* Task:
Each record must appear in your answer exactly as it does below.

* Natural language region descriptions:
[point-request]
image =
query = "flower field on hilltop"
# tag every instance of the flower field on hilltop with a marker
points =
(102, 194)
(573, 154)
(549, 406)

* Task response:
[point-request]
image =
query = "flower field on hilltop"
# tag every instance of the flower field on hilltop with a marker
points =
(102, 194)
(573, 154)
(549, 406)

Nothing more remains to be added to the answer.